==== Working data ====
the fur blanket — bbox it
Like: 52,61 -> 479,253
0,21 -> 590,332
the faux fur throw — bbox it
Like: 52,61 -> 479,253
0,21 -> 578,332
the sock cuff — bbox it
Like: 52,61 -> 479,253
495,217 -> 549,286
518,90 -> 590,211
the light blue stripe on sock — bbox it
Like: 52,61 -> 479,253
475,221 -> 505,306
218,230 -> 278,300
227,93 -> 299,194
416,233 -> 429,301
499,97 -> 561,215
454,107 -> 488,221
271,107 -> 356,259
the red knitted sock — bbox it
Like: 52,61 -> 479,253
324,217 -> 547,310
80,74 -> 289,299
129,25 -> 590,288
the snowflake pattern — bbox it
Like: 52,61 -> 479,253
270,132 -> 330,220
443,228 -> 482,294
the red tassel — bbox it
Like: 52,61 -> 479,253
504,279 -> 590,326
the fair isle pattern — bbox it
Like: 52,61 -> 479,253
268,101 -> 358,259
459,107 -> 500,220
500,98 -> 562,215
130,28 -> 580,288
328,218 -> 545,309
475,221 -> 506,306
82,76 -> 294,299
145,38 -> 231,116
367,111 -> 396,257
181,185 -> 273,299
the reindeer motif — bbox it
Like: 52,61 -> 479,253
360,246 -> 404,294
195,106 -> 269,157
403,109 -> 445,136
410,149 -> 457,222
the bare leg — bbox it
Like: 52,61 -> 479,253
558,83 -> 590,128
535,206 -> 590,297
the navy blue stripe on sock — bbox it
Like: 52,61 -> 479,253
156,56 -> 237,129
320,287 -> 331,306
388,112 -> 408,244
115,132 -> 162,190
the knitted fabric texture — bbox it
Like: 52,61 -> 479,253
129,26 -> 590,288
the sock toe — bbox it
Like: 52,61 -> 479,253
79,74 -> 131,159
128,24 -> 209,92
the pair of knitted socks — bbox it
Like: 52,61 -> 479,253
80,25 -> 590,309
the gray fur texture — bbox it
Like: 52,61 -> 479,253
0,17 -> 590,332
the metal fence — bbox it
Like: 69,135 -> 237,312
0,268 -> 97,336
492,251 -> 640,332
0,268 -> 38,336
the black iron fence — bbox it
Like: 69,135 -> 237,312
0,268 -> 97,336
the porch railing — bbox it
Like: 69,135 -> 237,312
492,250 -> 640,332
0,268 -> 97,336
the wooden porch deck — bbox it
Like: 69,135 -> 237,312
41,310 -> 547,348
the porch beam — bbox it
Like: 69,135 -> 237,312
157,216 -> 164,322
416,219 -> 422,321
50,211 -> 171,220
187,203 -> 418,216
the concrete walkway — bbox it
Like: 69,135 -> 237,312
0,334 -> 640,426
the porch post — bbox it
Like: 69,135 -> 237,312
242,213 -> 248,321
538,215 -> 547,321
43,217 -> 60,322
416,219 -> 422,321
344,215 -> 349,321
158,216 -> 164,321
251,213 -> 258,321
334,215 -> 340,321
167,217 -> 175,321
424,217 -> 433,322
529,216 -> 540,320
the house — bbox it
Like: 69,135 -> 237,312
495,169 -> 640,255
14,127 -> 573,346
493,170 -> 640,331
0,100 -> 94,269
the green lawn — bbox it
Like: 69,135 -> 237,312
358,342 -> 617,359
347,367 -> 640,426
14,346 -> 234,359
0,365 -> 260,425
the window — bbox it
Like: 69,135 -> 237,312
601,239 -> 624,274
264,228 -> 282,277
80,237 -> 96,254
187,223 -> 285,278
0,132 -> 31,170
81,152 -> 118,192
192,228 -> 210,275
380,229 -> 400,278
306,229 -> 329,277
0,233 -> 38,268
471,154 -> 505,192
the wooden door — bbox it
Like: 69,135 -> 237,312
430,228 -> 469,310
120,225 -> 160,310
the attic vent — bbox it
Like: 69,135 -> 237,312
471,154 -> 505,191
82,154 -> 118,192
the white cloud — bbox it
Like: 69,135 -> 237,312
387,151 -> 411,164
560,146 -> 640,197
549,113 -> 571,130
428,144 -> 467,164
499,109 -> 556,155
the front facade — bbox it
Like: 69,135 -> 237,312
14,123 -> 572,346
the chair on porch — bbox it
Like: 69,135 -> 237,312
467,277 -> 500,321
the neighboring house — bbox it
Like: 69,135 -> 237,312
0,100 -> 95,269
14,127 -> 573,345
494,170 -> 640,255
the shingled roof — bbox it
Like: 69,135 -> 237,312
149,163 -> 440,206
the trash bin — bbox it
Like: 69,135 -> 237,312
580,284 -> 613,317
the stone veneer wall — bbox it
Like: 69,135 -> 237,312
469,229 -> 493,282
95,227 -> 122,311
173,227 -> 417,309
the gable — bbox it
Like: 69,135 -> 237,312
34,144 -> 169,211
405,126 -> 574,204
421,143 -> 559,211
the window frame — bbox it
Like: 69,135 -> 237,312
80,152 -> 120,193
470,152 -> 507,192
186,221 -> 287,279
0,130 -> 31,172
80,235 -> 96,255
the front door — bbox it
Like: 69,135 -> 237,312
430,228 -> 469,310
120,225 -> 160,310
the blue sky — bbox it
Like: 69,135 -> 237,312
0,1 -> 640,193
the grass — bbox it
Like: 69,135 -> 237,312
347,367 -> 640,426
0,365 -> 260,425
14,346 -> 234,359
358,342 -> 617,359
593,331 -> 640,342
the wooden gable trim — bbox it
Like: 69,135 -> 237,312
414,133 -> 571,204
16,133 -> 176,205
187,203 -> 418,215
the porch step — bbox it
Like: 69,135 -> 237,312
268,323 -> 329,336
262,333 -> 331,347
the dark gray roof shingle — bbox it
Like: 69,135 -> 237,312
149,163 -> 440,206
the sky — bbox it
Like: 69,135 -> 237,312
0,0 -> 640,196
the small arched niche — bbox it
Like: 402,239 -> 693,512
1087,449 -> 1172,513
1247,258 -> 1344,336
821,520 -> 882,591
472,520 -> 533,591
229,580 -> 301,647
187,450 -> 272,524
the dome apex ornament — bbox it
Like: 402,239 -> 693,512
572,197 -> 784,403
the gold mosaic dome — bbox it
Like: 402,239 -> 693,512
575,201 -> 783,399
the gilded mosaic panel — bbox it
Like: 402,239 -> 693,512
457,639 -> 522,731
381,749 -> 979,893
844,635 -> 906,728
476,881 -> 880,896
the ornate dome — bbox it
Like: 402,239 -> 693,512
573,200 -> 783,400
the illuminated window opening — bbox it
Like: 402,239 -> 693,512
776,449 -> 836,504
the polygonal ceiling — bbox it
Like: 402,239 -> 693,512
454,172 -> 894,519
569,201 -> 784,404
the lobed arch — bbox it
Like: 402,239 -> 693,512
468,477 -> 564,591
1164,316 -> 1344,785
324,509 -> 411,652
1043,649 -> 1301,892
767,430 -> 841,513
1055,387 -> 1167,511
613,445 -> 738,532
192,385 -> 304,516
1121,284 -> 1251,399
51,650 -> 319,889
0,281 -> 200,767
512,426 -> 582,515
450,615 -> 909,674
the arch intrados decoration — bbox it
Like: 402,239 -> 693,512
====
Given exercise:
Return everything from the first of the rows down to the line containing "128,24 -> 209,92", including both ends, copied character for character.

Worked answer:
the fur blanket — bbox it
Like: 52,61 -> 479,253
0,21 -> 590,332
the faux fur throw — bbox it
Like: 52,61 -> 479,253
0,21 -> 578,332
the sock cuff — bbox it
Like: 52,61 -> 479,253
495,217 -> 549,286
518,90 -> 590,211
the light blue stripe on sock — bbox it
Like: 52,61 -> 479,253
475,221 -> 505,306
218,230 -> 278,300
227,93 -> 299,194
416,233 -> 429,301
499,97 -> 561,215
454,107 -> 488,221
271,107 -> 356,259
the red knitted sock — bbox it
Like: 52,61 -> 479,253
324,217 -> 547,310
80,74 -> 289,299
129,25 -> 590,288
the snowflake pattern — bbox it
Like: 52,61 -> 479,253
270,132 -> 330,220
443,228 -> 482,294
the red tassel — bbox it
Like: 52,61 -> 479,253
504,279 -> 590,326
the fair isle pattern — bbox it
Like: 52,61 -> 479,253
268,101 -> 358,259
459,107 -> 500,220
500,98 -> 562,215
130,28 -> 580,288
328,218 -> 545,309
475,221 -> 506,306
82,76 -> 294,299
145,38 -> 231,116
367,111 -> 396,257
181,185 -> 273,299
the reindeer motif — bbox it
Like: 52,61 -> 479,253
360,246 -> 404,294
195,106 -> 269,157
403,109 -> 445,136
410,149 -> 457,222
the bare leg — bbox it
Like: 52,61 -> 479,253
558,83 -> 590,128
535,206 -> 590,297
the navy blue stripe on sock — bbox it
Like: 52,61 -> 479,253
156,56 -> 237,129
320,287 -> 331,306
388,112 -> 408,244
115,132 -> 162,190
the knitted fabric texture — bbox it
Like: 52,61 -> 479,253
129,26 -> 590,288
the sock toe — bbox it
Like: 52,61 -> 479,253
79,74 -> 131,159
128,24 -> 209,92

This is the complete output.